• O pedido
Extraia dos registros abaixo todas as linhas em que aparece a palavra "white". Diferencie maiúsculas de minúsculas.

• Registros para consulta
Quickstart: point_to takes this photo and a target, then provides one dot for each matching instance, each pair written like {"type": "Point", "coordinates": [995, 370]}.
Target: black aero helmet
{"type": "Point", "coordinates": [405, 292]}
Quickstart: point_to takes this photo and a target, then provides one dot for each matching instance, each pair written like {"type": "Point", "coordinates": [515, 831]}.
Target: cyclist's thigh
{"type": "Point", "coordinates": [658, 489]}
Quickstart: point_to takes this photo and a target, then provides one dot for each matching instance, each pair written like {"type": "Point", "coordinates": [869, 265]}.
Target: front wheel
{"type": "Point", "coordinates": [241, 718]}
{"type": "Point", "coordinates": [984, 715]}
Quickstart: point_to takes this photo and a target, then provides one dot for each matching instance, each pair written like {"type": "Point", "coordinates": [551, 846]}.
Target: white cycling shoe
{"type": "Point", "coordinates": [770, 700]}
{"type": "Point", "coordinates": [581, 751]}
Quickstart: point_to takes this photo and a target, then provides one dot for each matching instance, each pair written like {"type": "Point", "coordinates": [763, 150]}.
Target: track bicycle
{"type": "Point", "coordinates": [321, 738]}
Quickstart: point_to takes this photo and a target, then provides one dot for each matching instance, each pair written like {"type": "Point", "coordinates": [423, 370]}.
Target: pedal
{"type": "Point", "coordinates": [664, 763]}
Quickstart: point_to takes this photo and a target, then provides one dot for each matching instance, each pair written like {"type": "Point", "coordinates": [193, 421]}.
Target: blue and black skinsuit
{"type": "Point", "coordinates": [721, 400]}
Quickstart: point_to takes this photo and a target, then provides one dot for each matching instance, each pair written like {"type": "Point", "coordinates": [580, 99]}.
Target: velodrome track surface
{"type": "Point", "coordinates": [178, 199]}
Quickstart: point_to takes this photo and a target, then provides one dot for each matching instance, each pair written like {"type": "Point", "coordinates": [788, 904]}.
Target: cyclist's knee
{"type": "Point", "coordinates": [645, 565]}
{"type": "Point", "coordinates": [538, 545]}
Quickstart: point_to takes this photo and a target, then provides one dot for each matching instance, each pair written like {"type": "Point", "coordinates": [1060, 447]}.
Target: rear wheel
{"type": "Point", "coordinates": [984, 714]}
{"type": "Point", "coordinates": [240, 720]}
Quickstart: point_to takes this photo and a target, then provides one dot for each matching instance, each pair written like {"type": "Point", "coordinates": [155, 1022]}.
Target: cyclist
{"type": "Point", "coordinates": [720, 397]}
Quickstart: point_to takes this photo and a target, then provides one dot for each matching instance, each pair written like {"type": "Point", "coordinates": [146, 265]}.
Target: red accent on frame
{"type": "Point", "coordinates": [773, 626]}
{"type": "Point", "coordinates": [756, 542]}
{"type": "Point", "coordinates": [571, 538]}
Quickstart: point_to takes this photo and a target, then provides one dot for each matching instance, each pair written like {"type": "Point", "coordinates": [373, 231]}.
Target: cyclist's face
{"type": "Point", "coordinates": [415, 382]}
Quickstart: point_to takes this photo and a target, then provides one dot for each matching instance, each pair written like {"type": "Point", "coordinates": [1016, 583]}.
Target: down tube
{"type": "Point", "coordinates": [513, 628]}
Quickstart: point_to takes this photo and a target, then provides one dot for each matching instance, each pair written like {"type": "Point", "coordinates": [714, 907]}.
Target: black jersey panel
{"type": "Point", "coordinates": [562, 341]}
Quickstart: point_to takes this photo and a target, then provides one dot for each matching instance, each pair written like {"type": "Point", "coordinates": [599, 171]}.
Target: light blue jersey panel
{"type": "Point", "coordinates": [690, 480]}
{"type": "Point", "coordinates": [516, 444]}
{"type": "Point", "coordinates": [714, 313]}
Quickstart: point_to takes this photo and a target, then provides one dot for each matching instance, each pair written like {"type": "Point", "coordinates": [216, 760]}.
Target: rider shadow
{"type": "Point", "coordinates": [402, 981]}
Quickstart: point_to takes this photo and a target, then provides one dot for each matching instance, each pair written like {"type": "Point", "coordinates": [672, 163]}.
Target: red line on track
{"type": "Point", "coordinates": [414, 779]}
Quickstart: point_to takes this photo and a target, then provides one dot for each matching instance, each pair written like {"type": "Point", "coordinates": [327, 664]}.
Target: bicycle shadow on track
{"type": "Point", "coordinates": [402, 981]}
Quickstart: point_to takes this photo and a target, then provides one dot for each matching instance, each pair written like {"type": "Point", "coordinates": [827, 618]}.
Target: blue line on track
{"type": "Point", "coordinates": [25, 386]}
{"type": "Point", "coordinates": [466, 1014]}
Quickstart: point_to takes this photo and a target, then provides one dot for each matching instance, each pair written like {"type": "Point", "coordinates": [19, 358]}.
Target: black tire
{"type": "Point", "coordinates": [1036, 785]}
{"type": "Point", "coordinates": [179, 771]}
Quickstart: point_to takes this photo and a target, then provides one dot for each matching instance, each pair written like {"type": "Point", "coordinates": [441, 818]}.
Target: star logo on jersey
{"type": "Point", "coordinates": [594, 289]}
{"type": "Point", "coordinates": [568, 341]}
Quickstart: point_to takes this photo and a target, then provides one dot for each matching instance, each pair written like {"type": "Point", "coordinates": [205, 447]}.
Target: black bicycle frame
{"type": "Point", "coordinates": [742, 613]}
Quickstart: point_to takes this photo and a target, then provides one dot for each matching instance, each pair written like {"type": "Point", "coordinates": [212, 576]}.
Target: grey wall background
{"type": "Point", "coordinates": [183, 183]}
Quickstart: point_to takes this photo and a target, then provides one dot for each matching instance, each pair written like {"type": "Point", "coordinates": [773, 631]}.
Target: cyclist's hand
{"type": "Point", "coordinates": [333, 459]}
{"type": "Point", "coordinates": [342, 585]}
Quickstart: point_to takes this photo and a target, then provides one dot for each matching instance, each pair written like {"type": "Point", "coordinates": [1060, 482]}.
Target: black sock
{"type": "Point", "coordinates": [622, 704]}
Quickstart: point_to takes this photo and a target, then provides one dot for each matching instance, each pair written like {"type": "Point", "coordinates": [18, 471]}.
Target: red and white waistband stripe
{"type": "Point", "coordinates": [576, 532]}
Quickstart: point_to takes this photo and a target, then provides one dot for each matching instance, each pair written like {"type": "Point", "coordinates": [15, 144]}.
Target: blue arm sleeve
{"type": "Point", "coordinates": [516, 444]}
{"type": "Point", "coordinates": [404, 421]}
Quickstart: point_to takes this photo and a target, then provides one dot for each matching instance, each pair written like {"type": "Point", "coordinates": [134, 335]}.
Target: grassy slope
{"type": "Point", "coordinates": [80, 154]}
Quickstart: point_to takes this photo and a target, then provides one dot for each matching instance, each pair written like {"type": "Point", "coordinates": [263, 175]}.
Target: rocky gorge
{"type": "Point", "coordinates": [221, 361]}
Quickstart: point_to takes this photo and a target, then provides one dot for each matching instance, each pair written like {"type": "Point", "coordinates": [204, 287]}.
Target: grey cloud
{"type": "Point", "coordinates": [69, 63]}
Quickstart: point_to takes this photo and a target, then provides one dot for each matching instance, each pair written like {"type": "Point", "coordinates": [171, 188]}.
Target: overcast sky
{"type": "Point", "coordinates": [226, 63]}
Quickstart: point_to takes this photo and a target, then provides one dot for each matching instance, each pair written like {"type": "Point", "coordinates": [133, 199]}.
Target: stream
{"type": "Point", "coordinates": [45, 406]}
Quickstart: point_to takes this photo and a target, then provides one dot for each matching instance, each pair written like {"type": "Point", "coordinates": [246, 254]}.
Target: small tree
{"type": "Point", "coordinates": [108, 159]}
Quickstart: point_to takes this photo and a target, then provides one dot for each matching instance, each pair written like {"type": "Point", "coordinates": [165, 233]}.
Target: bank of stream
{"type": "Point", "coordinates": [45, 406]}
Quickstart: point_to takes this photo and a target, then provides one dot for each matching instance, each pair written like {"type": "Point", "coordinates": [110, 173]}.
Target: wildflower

• Resposta do exercício
Target: white cycling shoe
Target: red and white waistband stripe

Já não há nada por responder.